Assigned task –
Where the string "decal" shows up in a line of the records, copy that line.

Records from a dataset
⟨

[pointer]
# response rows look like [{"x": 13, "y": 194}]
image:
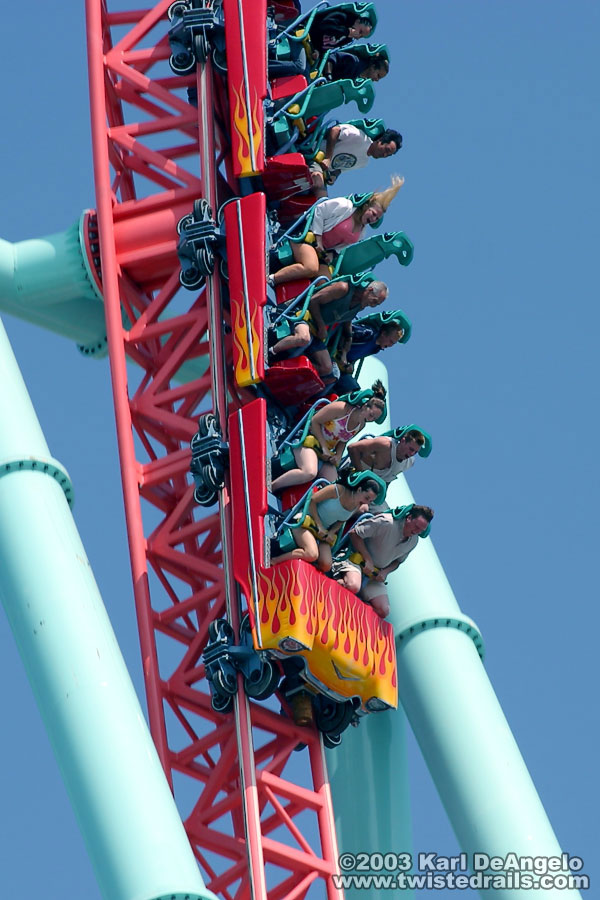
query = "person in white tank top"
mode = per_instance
[{"x": 387, "y": 456}]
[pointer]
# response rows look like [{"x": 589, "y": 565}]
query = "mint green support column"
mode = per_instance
[
  {"x": 47, "y": 281},
  {"x": 369, "y": 771},
  {"x": 125, "y": 809},
  {"x": 473, "y": 758}
]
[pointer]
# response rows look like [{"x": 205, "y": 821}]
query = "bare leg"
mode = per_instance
[
  {"x": 351, "y": 580},
  {"x": 308, "y": 464},
  {"x": 299, "y": 338},
  {"x": 322, "y": 361},
  {"x": 306, "y": 265},
  {"x": 307, "y": 548},
  {"x": 328, "y": 471},
  {"x": 318, "y": 185},
  {"x": 381, "y": 605},
  {"x": 324, "y": 563}
]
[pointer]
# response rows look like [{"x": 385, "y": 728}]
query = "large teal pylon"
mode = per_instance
[
  {"x": 47, "y": 281},
  {"x": 118, "y": 790},
  {"x": 482, "y": 780}
]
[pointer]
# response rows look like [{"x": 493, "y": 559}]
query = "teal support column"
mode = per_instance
[
  {"x": 47, "y": 281},
  {"x": 121, "y": 798},
  {"x": 473, "y": 758},
  {"x": 369, "y": 771}
]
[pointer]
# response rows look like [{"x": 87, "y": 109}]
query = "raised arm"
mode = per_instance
[{"x": 370, "y": 453}]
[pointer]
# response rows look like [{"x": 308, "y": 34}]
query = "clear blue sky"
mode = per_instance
[{"x": 498, "y": 104}]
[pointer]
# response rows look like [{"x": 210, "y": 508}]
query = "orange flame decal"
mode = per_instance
[
  {"x": 241, "y": 126},
  {"x": 348, "y": 647},
  {"x": 241, "y": 350}
]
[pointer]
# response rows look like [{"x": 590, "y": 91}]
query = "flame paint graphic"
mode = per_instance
[
  {"x": 347, "y": 647},
  {"x": 241, "y": 351},
  {"x": 241, "y": 126}
]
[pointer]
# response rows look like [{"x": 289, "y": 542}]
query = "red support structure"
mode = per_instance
[{"x": 154, "y": 154}]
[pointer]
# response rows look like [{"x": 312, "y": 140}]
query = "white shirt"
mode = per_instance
[
  {"x": 330, "y": 213},
  {"x": 350, "y": 151}
]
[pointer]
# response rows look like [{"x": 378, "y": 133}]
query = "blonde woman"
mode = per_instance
[{"x": 334, "y": 224}]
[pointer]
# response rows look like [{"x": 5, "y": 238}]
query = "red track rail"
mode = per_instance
[{"x": 242, "y": 806}]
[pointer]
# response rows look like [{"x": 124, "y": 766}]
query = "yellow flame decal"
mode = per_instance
[
  {"x": 241, "y": 126},
  {"x": 241, "y": 355},
  {"x": 343, "y": 637}
]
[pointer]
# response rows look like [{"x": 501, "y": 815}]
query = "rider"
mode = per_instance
[
  {"x": 336, "y": 223},
  {"x": 347, "y": 147},
  {"x": 329, "y": 508},
  {"x": 331, "y": 428},
  {"x": 335, "y": 302},
  {"x": 387, "y": 456},
  {"x": 380, "y": 545}
]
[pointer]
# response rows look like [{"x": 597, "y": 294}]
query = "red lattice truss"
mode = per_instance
[{"x": 242, "y": 807}]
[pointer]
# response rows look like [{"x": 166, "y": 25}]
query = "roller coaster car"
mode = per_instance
[
  {"x": 287, "y": 120},
  {"x": 291, "y": 381},
  {"x": 246, "y": 43},
  {"x": 296, "y": 380},
  {"x": 330, "y": 641}
]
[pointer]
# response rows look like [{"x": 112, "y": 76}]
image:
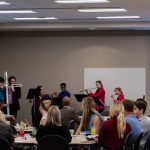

⟩

Problem solution –
query = "orange flame decal"
query = "yellow flame decal"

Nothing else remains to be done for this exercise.